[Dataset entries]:
-- BEGIN --
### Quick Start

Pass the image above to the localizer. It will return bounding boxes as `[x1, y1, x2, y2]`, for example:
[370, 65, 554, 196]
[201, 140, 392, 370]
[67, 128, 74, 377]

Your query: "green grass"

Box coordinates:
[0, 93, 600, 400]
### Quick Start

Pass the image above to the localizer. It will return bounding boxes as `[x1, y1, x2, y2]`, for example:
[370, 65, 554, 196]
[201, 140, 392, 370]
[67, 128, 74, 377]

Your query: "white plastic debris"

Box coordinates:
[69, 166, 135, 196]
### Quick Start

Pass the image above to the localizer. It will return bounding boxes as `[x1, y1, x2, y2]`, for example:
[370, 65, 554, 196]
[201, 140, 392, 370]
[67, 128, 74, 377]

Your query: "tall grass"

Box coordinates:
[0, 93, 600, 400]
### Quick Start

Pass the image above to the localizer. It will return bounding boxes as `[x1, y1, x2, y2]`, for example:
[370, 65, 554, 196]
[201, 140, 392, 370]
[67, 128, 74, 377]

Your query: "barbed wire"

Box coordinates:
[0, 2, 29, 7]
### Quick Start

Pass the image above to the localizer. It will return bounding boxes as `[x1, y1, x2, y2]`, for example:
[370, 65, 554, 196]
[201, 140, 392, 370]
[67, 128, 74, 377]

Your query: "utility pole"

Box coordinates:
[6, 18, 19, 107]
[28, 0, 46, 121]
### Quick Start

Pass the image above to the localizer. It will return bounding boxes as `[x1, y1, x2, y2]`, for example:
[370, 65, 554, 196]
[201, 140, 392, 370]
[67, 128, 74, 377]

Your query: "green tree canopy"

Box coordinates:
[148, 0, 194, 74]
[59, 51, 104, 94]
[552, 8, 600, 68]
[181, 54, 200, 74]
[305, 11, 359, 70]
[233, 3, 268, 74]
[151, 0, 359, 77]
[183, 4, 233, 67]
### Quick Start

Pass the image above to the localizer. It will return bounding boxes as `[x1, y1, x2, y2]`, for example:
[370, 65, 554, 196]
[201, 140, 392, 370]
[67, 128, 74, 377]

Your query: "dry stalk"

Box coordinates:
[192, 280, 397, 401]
-- END --
Every line above should be retyped exactly as given.

[Result for this task]:
### Quick Start

Pass the image above to the localizer. It will return bounding boxes as `[x1, y1, x2, y2]`, for example:
[370, 65, 554, 196]
[201, 140, 392, 370]
[67, 128, 74, 377]

Your query: "green grass"

Box coordinates:
[0, 93, 600, 400]
### Quick Start

Pass the image above to the localizer. It will return bounding boxes as `[x1, y1, x2, y2]`, for example:
[370, 65, 554, 196]
[201, 140, 392, 370]
[67, 128, 74, 377]

Your query: "white plastic debris"

Box coordinates:
[69, 166, 135, 196]
### Quick Start

Pass the image above to the localizer. It will return bounding boxes as `[x1, y1, x2, y2]`, for example:
[370, 65, 554, 196]
[201, 140, 392, 370]
[67, 128, 74, 377]

Your query: "tall grass"

Box coordinates:
[0, 93, 600, 400]
### Quick Start

Pass the image above to the localizer. It will return bounding boxes as `[x1, y1, x2, y2]`, for example:
[370, 65, 554, 196]
[201, 140, 392, 370]
[67, 128, 74, 377]

Your query: "barbed wire"

Box coordinates:
[0, 2, 29, 7]
### Quick Start

Pass the image above to the localizer. It will return bounding boxes as `[x1, y1, x2, y2]`, for example:
[370, 65, 554, 196]
[201, 140, 392, 370]
[67, 128, 74, 377]

Your query: "utility pole"

Box coordinates:
[6, 18, 19, 107]
[28, 0, 46, 121]
### Quick Start

Pass the image above to the localizer. It will return bounding boxes as `[x1, y1, x2, y2]`, for example:
[370, 65, 554, 196]
[201, 140, 392, 370]
[67, 128, 74, 377]

Your query: "green tree canopy"

Box coordinates:
[148, 0, 194, 74]
[59, 51, 104, 94]
[552, 8, 600, 68]
[181, 54, 200, 74]
[305, 11, 359, 70]
[233, 3, 268, 74]
[151, 0, 359, 77]
[183, 4, 233, 67]
### Quick Start

Pass the image above to the localizer. It will return bounding boxes as `[x1, y1, x2, y2]`, for example:
[370, 65, 554, 196]
[201, 140, 392, 370]
[67, 128, 74, 377]

Your query: "dry stalk"

Box coordinates:
[192, 280, 397, 401]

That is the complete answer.